■ To be done
From the rows below, pull out each line that contains the word "jeans". List those lines in their original order.

(Raw rows)
__________

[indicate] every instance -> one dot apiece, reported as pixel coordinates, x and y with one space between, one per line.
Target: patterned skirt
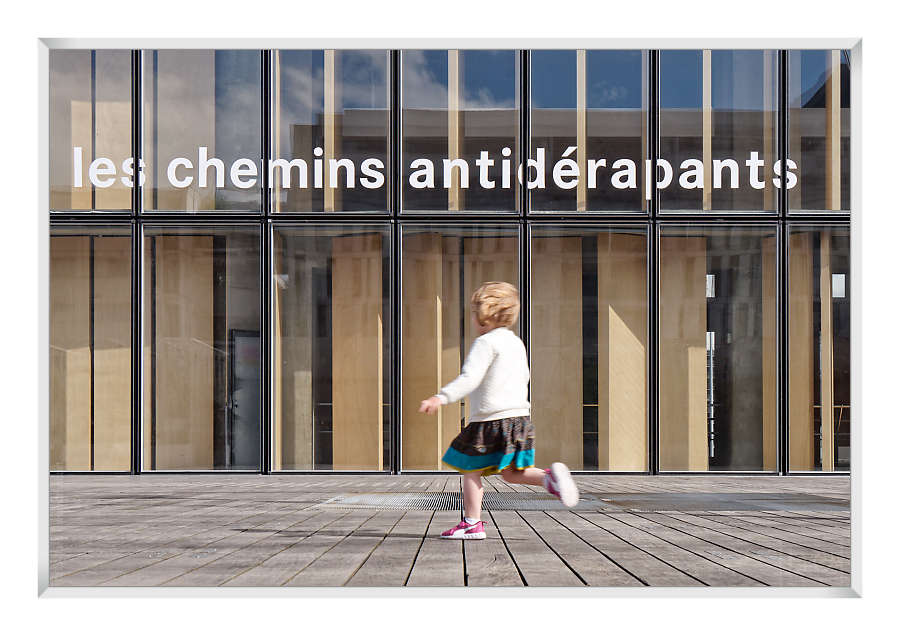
492 446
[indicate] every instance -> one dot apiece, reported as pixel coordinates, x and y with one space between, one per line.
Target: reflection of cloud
421 89
301 93
483 98
603 94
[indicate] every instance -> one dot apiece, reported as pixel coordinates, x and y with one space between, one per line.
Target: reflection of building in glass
266 335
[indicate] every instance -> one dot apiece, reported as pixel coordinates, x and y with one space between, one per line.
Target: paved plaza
383 530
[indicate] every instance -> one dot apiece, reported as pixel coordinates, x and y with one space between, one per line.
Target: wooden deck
288 530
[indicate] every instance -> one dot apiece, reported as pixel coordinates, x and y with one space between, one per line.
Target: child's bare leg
473 492
530 476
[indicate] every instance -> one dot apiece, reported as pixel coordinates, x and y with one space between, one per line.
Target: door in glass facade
441 267
331 326
589 354
202 371
819 348
717 348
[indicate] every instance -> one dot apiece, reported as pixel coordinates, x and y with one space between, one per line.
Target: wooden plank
740 527
827 542
283 534
390 563
538 564
170 554
488 563
685 556
592 566
440 561
643 566
339 564
773 568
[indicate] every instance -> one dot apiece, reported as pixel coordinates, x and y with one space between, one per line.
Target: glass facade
288 273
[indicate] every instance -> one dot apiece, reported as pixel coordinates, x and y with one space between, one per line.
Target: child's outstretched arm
476 365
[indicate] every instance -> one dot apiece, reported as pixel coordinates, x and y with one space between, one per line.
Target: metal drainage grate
453 501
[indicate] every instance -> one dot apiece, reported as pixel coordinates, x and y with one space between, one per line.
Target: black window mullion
137 350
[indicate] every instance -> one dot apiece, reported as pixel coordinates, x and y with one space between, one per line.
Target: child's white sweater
496 375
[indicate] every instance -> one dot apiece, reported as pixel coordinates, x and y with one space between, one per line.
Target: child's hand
431 405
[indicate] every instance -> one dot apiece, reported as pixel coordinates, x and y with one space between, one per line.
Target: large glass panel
595 103
718 131
819 348
589 346
201 348
202 130
459 108
90 348
331 131
90 130
441 267
331 348
819 130
717 348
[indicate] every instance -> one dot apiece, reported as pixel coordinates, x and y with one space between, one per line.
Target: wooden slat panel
622 351
439 562
557 355
769 355
450 421
826 352
800 343
112 353
682 355
70 356
422 347
184 353
357 346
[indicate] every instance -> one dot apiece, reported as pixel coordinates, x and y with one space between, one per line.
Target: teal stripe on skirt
491 463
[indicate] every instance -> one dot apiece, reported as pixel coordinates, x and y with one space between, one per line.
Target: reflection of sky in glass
737 80
553 79
363 79
302 80
614 79
814 68
238 94
680 79
489 79
424 76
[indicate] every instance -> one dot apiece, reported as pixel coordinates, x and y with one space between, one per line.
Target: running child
499 435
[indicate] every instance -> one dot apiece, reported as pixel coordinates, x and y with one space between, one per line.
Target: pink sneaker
560 484
464 530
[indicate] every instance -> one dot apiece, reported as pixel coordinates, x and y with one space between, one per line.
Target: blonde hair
496 302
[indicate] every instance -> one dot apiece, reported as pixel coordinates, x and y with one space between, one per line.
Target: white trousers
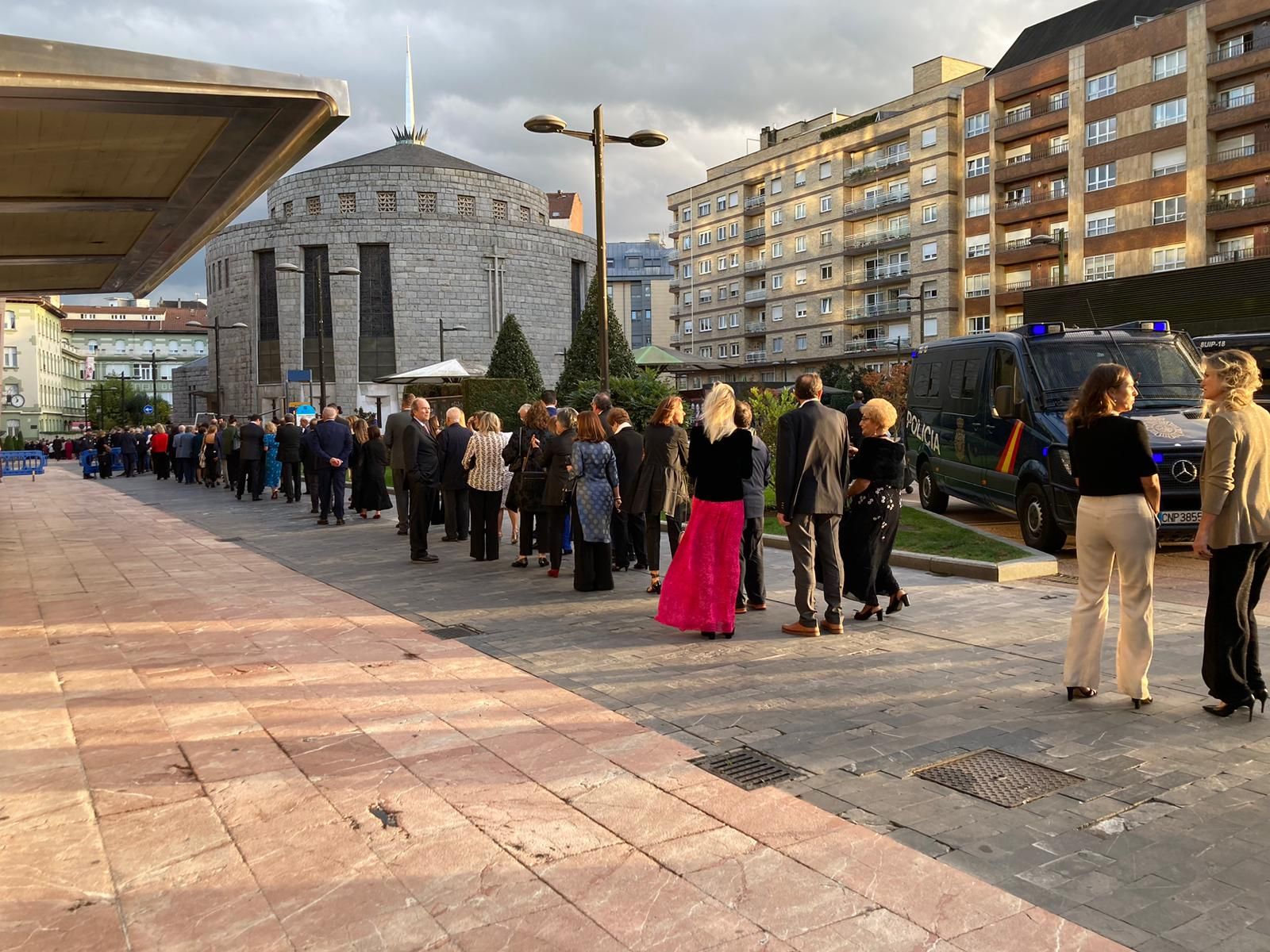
1110 528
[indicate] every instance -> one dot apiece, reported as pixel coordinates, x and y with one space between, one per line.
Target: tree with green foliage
512 359
638 395
582 359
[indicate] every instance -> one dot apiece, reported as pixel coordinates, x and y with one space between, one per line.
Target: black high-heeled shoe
1225 710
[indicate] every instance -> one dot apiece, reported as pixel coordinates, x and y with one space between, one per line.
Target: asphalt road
1176 568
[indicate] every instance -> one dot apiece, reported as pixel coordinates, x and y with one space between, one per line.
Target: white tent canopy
446 370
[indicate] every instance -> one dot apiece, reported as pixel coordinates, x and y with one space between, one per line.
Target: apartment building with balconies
837 239
1121 139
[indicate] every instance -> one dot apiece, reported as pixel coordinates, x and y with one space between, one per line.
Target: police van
984 420
1255 343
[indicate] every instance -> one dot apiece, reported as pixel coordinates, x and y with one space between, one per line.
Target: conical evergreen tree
582 359
512 359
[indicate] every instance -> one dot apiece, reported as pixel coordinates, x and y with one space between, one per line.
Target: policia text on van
986 419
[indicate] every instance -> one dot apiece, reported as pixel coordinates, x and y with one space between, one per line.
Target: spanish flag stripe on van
1006 463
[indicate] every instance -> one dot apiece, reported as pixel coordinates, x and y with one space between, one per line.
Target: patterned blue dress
272 467
595 467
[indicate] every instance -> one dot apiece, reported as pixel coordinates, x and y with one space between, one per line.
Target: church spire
410 133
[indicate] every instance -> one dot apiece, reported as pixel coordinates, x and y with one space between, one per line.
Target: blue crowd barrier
23 463
88 460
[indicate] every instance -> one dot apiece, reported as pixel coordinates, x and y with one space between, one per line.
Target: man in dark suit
394 438
452 443
626 524
423 475
333 446
812 473
252 457
289 455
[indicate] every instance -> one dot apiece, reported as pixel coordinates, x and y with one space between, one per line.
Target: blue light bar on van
1041 330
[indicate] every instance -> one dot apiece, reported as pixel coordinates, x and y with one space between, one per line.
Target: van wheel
933 499
1037 520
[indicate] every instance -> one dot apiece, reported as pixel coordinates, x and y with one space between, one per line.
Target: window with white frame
1168 259
1166 162
1170 63
1100 131
1099 86
1168 209
1168 113
1100 177
1100 267
1100 222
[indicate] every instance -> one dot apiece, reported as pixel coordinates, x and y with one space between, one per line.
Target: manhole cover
455 631
999 778
747 768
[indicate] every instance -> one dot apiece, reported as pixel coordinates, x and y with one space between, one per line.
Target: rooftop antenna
410 133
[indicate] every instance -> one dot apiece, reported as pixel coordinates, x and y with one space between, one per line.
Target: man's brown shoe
799 628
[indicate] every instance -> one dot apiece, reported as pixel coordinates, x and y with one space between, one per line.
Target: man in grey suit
394 438
813 470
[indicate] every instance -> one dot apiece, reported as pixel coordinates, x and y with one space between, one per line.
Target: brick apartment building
1121 139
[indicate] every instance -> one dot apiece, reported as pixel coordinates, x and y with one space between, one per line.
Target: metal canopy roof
117 167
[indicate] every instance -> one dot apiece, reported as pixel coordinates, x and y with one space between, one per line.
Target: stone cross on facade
495 270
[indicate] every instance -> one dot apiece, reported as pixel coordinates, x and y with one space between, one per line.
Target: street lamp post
215 327
321 321
441 325
643 139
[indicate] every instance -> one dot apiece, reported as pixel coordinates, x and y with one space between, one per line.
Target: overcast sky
483 67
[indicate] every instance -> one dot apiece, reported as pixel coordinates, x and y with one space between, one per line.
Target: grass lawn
922 532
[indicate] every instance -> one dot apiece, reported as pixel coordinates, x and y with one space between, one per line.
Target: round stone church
436 240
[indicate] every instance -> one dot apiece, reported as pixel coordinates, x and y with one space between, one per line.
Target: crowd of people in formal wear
590 486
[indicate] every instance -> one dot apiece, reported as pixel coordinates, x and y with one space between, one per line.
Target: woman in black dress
870 524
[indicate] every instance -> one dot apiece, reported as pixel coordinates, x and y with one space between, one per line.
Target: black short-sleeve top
1111 456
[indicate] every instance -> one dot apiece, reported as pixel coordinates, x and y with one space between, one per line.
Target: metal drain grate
997 777
455 631
747 768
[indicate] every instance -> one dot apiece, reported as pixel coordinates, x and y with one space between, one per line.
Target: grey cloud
708 75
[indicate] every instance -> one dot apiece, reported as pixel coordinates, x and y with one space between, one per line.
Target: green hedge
503 397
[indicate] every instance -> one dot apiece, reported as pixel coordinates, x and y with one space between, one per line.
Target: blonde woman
1233 530
700 585
1115 524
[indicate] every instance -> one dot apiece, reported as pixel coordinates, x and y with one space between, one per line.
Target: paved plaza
221 697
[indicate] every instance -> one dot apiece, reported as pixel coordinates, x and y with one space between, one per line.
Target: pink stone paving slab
184 771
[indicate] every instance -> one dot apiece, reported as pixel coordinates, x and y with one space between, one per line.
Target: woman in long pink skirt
698 592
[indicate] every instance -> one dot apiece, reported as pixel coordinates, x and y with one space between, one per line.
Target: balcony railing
878 238
1230 205
879 310
1035 109
876 202
1060 149
1231 52
1222 103
874 165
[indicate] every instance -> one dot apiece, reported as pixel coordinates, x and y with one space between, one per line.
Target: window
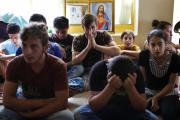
25 8
125 15
176 18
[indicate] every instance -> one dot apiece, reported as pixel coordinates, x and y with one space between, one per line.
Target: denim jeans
7 114
86 113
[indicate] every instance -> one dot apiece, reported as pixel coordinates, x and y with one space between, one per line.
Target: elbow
7 103
116 51
142 106
93 106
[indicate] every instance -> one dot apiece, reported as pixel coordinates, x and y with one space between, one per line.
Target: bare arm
11 101
130 53
59 103
6 57
137 100
77 57
168 88
143 72
111 49
98 99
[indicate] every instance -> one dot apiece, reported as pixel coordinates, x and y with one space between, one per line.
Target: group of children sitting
124 82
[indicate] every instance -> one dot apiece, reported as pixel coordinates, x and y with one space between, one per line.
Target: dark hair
35 30
61 22
127 33
88 19
155 23
121 66
98 9
157 33
13 28
37 18
163 25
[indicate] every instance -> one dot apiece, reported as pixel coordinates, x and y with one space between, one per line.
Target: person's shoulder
103 33
52 37
121 46
135 47
18 60
99 66
80 37
70 37
55 61
175 56
6 42
52 44
145 51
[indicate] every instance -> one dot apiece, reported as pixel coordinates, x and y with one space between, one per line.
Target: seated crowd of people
42 70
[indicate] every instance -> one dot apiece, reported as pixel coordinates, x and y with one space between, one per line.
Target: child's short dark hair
163 25
88 19
157 33
13 28
35 30
121 66
37 18
127 33
61 22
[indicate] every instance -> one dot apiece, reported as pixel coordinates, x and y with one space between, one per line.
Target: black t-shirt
152 81
98 81
80 43
65 43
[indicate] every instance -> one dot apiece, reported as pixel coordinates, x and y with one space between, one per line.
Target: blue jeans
86 113
7 114
75 71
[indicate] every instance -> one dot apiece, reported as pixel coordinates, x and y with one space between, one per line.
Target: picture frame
75 12
104 11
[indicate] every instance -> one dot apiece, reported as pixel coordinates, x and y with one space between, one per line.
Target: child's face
128 40
61 33
168 32
157 46
14 37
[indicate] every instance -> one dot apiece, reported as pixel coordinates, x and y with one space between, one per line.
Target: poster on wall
75 12
104 12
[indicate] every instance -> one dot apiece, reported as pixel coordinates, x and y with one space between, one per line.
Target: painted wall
148 11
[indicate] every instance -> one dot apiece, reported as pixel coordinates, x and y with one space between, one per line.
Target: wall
148 11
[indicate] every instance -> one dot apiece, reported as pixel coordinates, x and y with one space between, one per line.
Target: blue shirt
53 49
9 47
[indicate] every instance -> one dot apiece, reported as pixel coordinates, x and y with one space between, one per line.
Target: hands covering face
115 81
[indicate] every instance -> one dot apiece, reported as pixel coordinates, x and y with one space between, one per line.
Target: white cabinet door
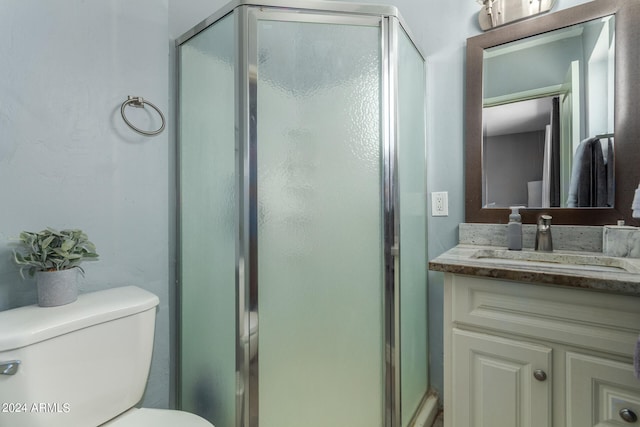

__________

■ Answer to the task
Target: denim jeans
Target: blue jeans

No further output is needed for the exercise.